§ STATED TASK:
Write the next part of the forum thread about running the Spark build without Hadoop, starting right after its last sentence.

§ READING PASSAGE:
★ ★ ★ ★ ★

2
votes

I installed the package spark-2.0.2-bin-without-hadoop.tgz on a local DEV box but failed to run it below,

$ ./bin/spark-shell
NoClassDefFoundError: org/apache/hadoop/fs/FSDataInputStream

$ ./sbin/start-master.sh
NoClassDefFoundError: org/slf4j/Logger

Did I misinterpret that Spark could spin without Hadoop below?

"Do I need Hadoop to run Spark? No, but if you run on a cluster, you will need some form of shared file system (for example, NFS mounted at the same path on each node). If you have this type of filesystem, you can just deploy Spark in standalone mode."

2

2 Answers

6
votes

For the first issue concerning FSDataInputStream, as noted in this Stack Overflow response https://stackoverflow.com/a/31331528,

the "without Hadoop" is a bit misleading in that this build of Spark is not tied to a specific build of Hadoop as opposed to not running without it. To run Spark using the "without Hadoop" version, you should bind it to your own Hadoop distribution.

For the second issue concerning missing SLF4J, as noted in this Stack Overflow response https://stackoverflow.com/a/39277696 - you can include the SLF4J jar or if you already have a Hadoop distribution installed, then you should already have this up and running.

★ ★ ★ ★ ★

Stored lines

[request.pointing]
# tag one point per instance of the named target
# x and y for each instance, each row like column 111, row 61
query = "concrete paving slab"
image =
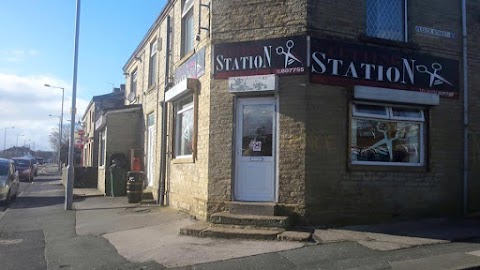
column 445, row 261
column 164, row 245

★ ★ ★ ★ ★

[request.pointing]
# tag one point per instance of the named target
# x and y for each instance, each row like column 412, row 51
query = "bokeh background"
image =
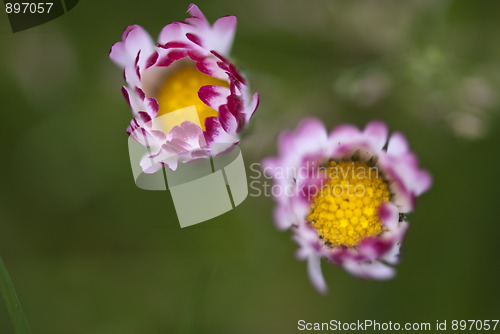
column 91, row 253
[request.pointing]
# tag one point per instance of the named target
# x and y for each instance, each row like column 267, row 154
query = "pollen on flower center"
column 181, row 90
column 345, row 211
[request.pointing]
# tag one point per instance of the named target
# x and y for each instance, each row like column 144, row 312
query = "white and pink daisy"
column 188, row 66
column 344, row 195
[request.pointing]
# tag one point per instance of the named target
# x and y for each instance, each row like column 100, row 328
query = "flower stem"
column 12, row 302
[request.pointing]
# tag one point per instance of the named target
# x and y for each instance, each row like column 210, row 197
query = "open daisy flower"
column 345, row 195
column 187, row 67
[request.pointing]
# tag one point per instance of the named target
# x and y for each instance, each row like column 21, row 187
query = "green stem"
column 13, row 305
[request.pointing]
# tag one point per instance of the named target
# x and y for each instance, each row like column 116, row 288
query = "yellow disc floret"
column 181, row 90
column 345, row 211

★ ★ ★ ★ ★

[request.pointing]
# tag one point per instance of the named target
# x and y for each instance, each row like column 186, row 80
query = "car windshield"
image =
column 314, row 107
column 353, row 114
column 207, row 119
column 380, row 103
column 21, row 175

★ ★ ★ ★ ★

§ RIGHT ANSWER:
Saying this, you can download the Apache Spark pre-built with Hadoop and not use Hadoop itself. It contains all the necessary jars and you can specify Spark to read from the file system, e.g. Using the file://// when accessing your data (instead of HDFS).

1
votes

Yes, from the downloads page of Spark, as of today, for Spark 3.1.1 the following package types exist for download:

  1. Pre-built for Apache Hadoop 2.7

This (spark-3.1.1-bin-hadoop2.7.tgz) version of spark runs with Hadoop 2.7

  1. Pre-built for Apache Hadoop 3.2 and later

This (spark-3.1.1-bin-hadoop3.2.tgz) version of spark runs with Hadoop 3.2 and later

  1. Pre-built with user-provided Apache Hadoop

This (spark-3.1.1-bin-without-hadoop.tgz) version of spark runs with any user-provided version of Hadoop.

From the name of last version (spark-3.1.1-bin-without-hadoop.tgz), it appears that we will need HADOOP for this spark version (i.e., 3.) and not the other versions (i.e., 1. and 2.). However, the naming is ambiguous. We will need Hadoop only if we want to support HDFS and YARN. In the Standalone mode, Spark can run in a truly distributed setting (or with daemons on a single machine) without Hadoop.

For 1. and 2., you can run Spark without a Hadoop installation as some of the core Hadoop libraries come bundled with the spark prebuilt binary, hence spark-shell would work without throwing any exceptions); for 3., spark will not work unless a HADOOP installation is provided (as 3. comes without the Hadoop runtime).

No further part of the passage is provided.